──────── Provided records ────────

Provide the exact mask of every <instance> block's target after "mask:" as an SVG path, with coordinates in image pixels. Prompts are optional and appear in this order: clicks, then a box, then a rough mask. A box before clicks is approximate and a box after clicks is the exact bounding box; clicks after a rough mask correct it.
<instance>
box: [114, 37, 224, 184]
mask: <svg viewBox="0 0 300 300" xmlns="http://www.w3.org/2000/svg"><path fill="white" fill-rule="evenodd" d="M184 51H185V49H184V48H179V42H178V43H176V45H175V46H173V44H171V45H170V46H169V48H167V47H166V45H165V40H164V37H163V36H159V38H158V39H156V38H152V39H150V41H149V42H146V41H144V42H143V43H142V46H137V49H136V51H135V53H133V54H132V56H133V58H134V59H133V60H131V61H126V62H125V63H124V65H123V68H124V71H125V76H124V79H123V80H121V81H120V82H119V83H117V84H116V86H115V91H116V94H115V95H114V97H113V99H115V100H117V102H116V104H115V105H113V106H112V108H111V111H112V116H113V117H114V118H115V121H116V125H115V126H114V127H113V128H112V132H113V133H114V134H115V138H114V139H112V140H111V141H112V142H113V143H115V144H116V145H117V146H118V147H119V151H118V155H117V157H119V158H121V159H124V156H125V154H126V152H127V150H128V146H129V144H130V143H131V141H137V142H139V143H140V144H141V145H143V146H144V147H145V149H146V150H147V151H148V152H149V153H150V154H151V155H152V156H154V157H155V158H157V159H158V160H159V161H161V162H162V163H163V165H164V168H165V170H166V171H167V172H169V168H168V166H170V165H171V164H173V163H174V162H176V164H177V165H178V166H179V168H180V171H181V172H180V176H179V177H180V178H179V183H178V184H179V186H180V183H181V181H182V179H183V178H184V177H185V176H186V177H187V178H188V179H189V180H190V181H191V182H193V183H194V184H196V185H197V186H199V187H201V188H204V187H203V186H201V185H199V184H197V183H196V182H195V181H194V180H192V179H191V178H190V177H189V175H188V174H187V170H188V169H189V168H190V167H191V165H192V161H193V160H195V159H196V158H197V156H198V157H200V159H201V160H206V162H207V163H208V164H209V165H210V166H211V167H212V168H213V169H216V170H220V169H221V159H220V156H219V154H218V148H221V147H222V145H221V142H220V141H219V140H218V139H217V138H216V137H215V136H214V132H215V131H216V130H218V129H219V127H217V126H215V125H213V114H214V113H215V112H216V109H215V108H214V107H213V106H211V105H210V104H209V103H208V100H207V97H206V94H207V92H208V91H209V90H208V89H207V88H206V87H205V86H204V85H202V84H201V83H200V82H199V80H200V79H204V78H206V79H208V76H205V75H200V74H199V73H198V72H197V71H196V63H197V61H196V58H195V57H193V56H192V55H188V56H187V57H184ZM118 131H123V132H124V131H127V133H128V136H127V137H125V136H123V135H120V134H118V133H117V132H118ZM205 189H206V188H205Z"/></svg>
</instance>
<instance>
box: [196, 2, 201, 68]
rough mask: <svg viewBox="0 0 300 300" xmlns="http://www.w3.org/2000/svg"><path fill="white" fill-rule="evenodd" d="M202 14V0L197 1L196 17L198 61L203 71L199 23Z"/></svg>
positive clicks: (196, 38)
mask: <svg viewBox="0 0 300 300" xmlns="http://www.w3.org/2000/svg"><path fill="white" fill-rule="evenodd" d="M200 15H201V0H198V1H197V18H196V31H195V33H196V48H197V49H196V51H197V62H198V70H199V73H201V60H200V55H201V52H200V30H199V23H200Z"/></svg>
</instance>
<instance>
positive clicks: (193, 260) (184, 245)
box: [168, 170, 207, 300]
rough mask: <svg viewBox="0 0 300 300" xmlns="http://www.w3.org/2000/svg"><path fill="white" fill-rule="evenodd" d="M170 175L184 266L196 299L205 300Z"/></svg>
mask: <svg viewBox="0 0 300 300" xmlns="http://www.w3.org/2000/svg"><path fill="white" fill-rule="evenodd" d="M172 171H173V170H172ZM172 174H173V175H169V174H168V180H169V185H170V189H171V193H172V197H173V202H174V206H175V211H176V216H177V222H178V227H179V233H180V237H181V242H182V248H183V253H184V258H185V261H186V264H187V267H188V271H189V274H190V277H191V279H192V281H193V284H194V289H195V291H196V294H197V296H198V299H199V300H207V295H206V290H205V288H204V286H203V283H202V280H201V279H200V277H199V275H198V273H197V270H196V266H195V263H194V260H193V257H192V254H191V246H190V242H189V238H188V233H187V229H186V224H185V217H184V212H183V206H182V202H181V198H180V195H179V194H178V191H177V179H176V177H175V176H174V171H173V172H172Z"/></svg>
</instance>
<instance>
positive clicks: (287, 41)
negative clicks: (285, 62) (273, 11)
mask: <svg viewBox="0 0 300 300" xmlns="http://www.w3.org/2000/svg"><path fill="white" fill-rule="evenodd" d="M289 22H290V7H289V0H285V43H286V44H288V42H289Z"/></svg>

────────

*Task statement*
After locating the line that contains "positive clicks: (196, 38)", output it and the remaining lines of the material above, exactly as they read.

*Result*
positive clicks: (196, 38)
mask: <svg viewBox="0 0 300 300" xmlns="http://www.w3.org/2000/svg"><path fill="white" fill-rule="evenodd" d="M200 15H201V0H198V1H197V18H196V31H195V33H196V48H197V49H196V51H197V62H198V70H199V73H201V60H200V55H201V52H200V30H199V23H200Z"/></svg>
</instance>
<instance>
positive clicks: (193, 260) (184, 245)
box: [168, 170, 207, 300]
rough mask: <svg viewBox="0 0 300 300" xmlns="http://www.w3.org/2000/svg"><path fill="white" fill-rule="evenodd" d="M170 175L184 266L196 299L205 300Z"/></svg>
mask: <svg viewBox="0 0 300 300" xmlns="http://www.w3.org/2000/svg"><path fill="white" fill-rule="evenodd" d="M172 171H173V170H172ZM172 174H173V175H169V174H168V180H169V185H170V189H171V193H172V197H173V202H174V206H175V211H176V216H177V222H178V227H179V233H180V237H181V242H182V248H183V253H184V258H185V261H186V264H187V267H188V271H189V274H190V277H191V279H192V281H193V284H194V289H195V291H196V294H197V296H198V299H199V300H207V295H206V290H205V288H204V286H203V283H202V280H201V279H200V277H199V275H198V273H197V270H196V266H195V263H194V260H193V257H192V254H191V246H190V242H189V238H188V233H187V229H186V224H185V217H184V212H183V206H182V202H181V198H180V195H179V194H178V191H177V179H176V177H175V176H174V171H173V172H172Z"/></svg>
</instance>
<instance>
positive clicks: (287, 41)
negative clicks: (285, 62) (273, 11)
mask: <svg viewBox="0 0 300 300" xmlns="http://www.w3.org/2000/svg"><path fill="white" fill-rule="evenodd" d="M289 22H290V7H289V0H285V43H286V44H288V42H289Z"/></svg>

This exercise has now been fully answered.